### CONSIGNE DONNÉE
Convertissez l'ensemble de la liste ci-dessous en une énumération numérotée, ligne par ligne, sans reprendre les lignes vides.

### ENTRÉES FOURNIES
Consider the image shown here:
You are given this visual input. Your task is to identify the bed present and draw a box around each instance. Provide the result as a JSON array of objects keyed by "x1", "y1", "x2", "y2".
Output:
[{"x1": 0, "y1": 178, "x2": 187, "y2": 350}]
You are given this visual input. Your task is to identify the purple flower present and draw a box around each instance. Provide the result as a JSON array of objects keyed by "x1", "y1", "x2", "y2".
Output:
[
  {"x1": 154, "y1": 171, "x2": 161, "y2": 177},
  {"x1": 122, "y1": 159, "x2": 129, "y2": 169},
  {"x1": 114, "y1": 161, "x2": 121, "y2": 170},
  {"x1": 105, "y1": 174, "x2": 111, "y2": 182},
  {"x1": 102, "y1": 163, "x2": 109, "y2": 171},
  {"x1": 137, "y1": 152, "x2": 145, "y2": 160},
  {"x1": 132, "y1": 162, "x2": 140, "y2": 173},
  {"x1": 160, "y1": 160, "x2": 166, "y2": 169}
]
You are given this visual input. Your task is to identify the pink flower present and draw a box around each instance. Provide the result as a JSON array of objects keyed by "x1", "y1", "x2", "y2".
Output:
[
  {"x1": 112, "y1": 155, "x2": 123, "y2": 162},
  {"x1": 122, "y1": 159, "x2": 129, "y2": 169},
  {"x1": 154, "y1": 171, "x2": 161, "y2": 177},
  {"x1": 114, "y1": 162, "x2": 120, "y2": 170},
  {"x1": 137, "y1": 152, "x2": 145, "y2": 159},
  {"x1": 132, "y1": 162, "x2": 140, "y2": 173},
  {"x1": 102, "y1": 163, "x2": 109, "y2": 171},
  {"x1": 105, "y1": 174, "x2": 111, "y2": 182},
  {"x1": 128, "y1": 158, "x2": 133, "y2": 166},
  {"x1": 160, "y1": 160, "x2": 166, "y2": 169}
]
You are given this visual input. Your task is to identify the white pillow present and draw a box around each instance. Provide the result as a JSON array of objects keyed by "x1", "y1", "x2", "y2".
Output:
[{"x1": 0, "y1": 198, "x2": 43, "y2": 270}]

### RÉSULTAT OBTENU
1. Consider the image shown here:
2. You are given this visual input. Your task is to identify the bed present and draw a box around each instance. Provide the result as a JSON array of objects keyed by "x1", "y1", "x2", "y2".
3. Output:
4. [{"x1": 0, "y1": 178, "x2": 187, "y2": 350}]
5. You are given this visual input. Your task is to identify the purple flower present and draw a box around each instance. Provide the result as a JSON array of objects keyed by "x1", "y1", "x2", "y2".
6. Output:
7. [
8.   {"x1": 154, "y1": 171, "x2": 161, "y2": 177},
9.   {"x1": 122, "y1": 159, "x2": 129, "y2": 169},
10.   {"x1": 114, "y1": 161, "x2": 121, "y2": 170},
11.   {"x1": 105, "y1": 174, "x2": 111, "y2": 182},
12.   {"x1": 102, "y1": 163, "x2": 109, "y2": 171},
13.   {"x1": 137, "y1": 152, "x2": 145, "y2": 160},
14.   {"x1": 132, "y1": 162, "x2": 140, "y2": 173},
15.   {"x1": 160, "y1": 160, "x2": 166, "y2": 169}
16. ]
17. You are given this visual input. Your task is to identify the pink flower present and draw a box around each instance. Provide the result as a JSON array of objects keyed by "x1", "y1", "x2", "y2".
18. Output:
19. [
20.   {"x1": 112, "y1": 155, "x2": 123, "y2": 162},
21.   {"x1": 122, "y1": 159, "x2": 129, "y2": 169},
22.   {"x1": 154, "y1": 171, "x2": 161, "y2": 177},
23.   {"x1": 114, "y1": 162, "x2": 120, "y2": 170},
24.   {"x1": 137, "y1": 152, "x2": 145, "y2": 159},
25.   {"x1": 132, "y1": 162, "x2": 140, "y2": 173},
26.   {"x1": 102, "y1": 163, "x2": 109, "y2": 171},
27.   {"x1": 105, "y1": 174, "x2": 111, "y2": 182},
28.   {"x1": 128, "y1": 158, "x2": 133, "y2": 166},
29.   {"x1": 160, "y1": 160, "x2": 166, "y2": 169}
30. ]
31. You are given this visual input. Your task is to identify the white pillow present and draw a box around each instance. Provide the result as a JSON array of objects keyed by "x1", "y1", "x2", "y2".
32. Output:
33. [{"x1": 0, "y1": 198, "x2": 43, "y2": 270}]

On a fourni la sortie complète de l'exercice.